# [Excerpt to read]
= Beginning of Section =

In 2014, the Navy experimented with next-generation obscurant systems at sea in an exercise dubbed Pandarra Fog. Surface ships generated clouds filled “with carbon-fiber particles that could make it more difficult for antiship missiles to detect ships as well as hit them.”6 The test was deemed “very successful in terms of tactical employment, usability and cost effectiveness.”7
The U.S. Army explored the effectiveness of the obscurant titanium dioxide, among other agents.8 While titanium dioxide has been primarily attributed to blocking only the visible portion of the electromagnetic spectrum, recent scientific developments could make it just as relevant as the others.9 In 2019, the Journal of Materiomics published an article stating that aluminum/hydrogen treated titanium dioxide nanoparticles had a broad range of microwave absorption properties including in the S, C, X, and Ku frequency bands.10 These bands are used in a variety of search, acquisition, and weapon-seeker radars. A smokescreen infused with these nanoparticles would not only provide optical obscurants, but also could effectively blind radar seekers by absorbing radar emissions.11 Using these smokescreens in conjunction with obscurants that target the infrared spectrum holds promise to cloak the fleet against EO, IR, and different radars.
Despite the potential promise, critics will rightly point out that the smoke systems can be dangerous to the environment and the health of sailors. Dr. Hollis Williams, a professor of physics at Montgomery College, stated, “What is unknown about the [nanoparticle] study is the effects of breathing in a treated obscurant and its long-term health effects.” Titanium tetrachloride, a smoke-generating catalyst used during World War II, has acute and chronic effects ranging from corneal damage to chronic bronchitis.12 Even unburned hydrocarbons have been proven to be carcinogenic.13
While environmental and health concerns are valid, sailors are already trained to sail and fight in contaminated chemical, biological, and radiological environments. While any potential adverse health effects would need to be further studied, the potential loss of a warship with her crew in combat demands a reexamination of obscurant use.
New technology may make the smokescreen relevant, and the Navy should examine reincorporating it into the fleet. As the battlespace continues to incorporate more EO/IR sensors and weapons, the low-tech defenses of the past may still be effective.
1. Edward Lundquist, “DMO is Navy’s Operational Approach to Winning the High-End Fight at Sea,” Seapower Magazine, 2 February 2021; “Fiscal Year 2021 Department of the Navy Budget,” House Armed Services Committee,” 27 February 2020.

= End of Section =

# [Explore the material]
(a) In the smokescreen excerpt, what name was given to the Navy's 2014 at-sea exercise with next-generation obscurant systems?
(b) List every radar frequency band in which, according to the smokescreen excerpt, the aluminum/hydrogen treated titanium dioxide nanoparticles showed microwave absorption.
(c) Reproduce the passage of the smokescreen excerpt that opens with the words containing "New technology may" and closes with "27 February 2020.".

[Data items]
= Beginning of Section =

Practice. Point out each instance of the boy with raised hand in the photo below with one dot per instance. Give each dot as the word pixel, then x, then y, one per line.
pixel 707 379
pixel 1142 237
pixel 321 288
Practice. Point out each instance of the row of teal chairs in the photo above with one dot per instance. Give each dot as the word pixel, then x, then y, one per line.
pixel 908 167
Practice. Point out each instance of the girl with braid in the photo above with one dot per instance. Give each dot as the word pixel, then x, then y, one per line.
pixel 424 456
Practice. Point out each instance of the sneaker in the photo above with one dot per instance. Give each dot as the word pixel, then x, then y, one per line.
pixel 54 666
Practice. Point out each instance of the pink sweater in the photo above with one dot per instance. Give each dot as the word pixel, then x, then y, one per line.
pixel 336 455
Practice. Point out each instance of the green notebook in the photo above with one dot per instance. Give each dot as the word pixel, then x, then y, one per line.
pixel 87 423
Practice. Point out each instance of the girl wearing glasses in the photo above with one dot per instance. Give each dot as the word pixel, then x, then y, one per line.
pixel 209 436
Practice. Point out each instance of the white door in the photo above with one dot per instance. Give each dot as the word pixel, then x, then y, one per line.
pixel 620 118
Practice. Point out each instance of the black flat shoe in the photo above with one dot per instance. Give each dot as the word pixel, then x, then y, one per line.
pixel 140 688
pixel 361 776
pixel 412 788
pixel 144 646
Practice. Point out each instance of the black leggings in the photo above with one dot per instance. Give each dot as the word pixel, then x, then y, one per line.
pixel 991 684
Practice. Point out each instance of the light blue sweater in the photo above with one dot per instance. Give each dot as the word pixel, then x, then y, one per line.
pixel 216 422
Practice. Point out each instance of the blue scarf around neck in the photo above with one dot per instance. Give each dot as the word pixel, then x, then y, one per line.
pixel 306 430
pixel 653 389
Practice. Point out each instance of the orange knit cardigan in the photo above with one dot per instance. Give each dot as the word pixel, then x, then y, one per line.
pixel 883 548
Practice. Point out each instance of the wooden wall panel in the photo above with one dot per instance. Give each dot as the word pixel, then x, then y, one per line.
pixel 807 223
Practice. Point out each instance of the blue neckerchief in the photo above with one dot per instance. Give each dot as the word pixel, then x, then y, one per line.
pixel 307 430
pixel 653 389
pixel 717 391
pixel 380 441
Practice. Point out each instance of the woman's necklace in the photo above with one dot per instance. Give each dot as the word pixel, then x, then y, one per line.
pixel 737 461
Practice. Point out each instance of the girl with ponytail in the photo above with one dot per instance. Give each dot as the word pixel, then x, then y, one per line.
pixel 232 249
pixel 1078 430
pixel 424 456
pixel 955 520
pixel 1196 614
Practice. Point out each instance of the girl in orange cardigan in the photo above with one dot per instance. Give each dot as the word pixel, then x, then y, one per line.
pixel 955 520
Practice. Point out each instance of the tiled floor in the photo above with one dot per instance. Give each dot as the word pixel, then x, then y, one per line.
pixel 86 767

= End of Section =

# [Solutions below]
(a) Pandarra Fog

(b) S, C, X, Ku

(c)
New technology may make the smokescreen relevant, and the Navy should examine reincorporating it into the fleet. As the battlespace continues to incorporate more EO/IR sensors and weapons, the low-tech defenses of the past may still be effective.
1. Edward Lundquist, “DMO is Navy’s Operational Approach to Winning the High-End Fight at Sea,” Seapower Magazine, 2 February 2021; “Fiscal Year 2021 Department of the Navy Budget,” House Armed Services Committee,” 27 February 2020.